Supe de este lugar porque es el territorio que marcó el destino de mi abuelo. No por las postales, ni por los relatos turísticos, sino por un episodio de la violencia de los años cincuenta que lo dejó huérfano y con el peso de criar a sus hermanos. Esa historia no solo me la contaron él, mi padre y mis tíos; la encontré registrada, con la frialdad de la letra impresa, en La violencia en Colombia, la investigación monumental de Monseñor Germán Guzmán Campos, Orlando Fals Borda y Eduardo Umaña Luna.

En el capítulo dedicado al conflicto en Cundinamarca, los autores recogen la voz de un inspector de policía que describió la masacre de La Paz: “El señor Gabriel Vargas fue asesinado en su casa, lo mismo que tres de sus hijos. El menor, de 14 meses, fue macheteado horriblemente después de muerto, porque al morir quedó haciendo una mueca y los bandoleros gritaban, entre carcajadas, que el niño se estaba riendo. Todo esto lo vio uno de los hijos del señor Vargas, que se salvó milagrosamente escondiéndose debajo de la cama, desde donde pudo observar el asesinato de su padre y sus tres hermanos”.

Ese hijo que sobrevivió era mi abuelo. Tenía pocos años, pero el horror lo empujó a convertirse de inmediato en cabeza de familia. Sin armas, sin venganza, decidió que su vida sería para cuidar y no para destruir. Crio a sus hermanos con la misma terquedad con la que más tarde cuidó de sus hijos y nietos. La violencia no lo volvió un hombre de rencores, sino de afectos firmes y ruidosos.

> **Datos proporcionados**
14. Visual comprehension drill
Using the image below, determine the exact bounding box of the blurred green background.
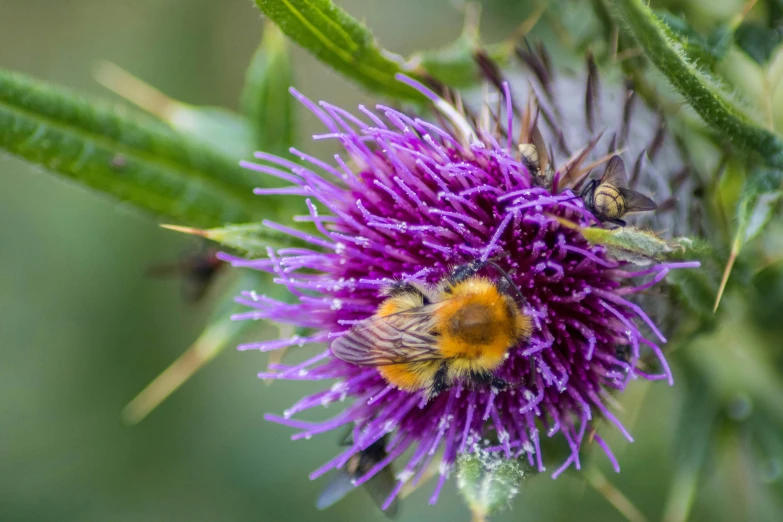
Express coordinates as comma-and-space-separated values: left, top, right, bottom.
0, 0, 780, 522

> **Tareas a realizar**
• A. Responde estas preguntas según el bloque de texto:
(i) ¿Cómo se llama la investigación donde quedó registrada la historia?
(ii) ¿Qué cargo tenía la persona que describió la masacre de La Paz?
(iii) ¿Dónde se escondió el hijo del señor Vargas que se salvó?
• B. Transcribe palabra por palabra el bloque de texto, empezando por "Supe de este" y siguiendo hasta "Eduardo Umaña Luna.".

> **Soluciones por tarea**
• A.
(i) La violencia en Colombia.
(ii) Era inspector de policía.
(iii) Debajo de la cama.

• B.
Supe de este lugar porque es el territorio que marcó el destino de mi abuelo. No por las postales, ni por los relatos turísticos, sino por un episodio de la violencia de los años cincuenta que lo dejó huérfano y con el peso de criar a sus hermanos. Esa historia no solo me la contaron él, mi padre y mis tíos; la encontré registrada, con la frialdad de la letra impresa, en La violencia en Colombia, la investigación monumental de Monseñor Germán Guzmán Campos, Orlando Fals Borda y Eduardo Umaña Luna.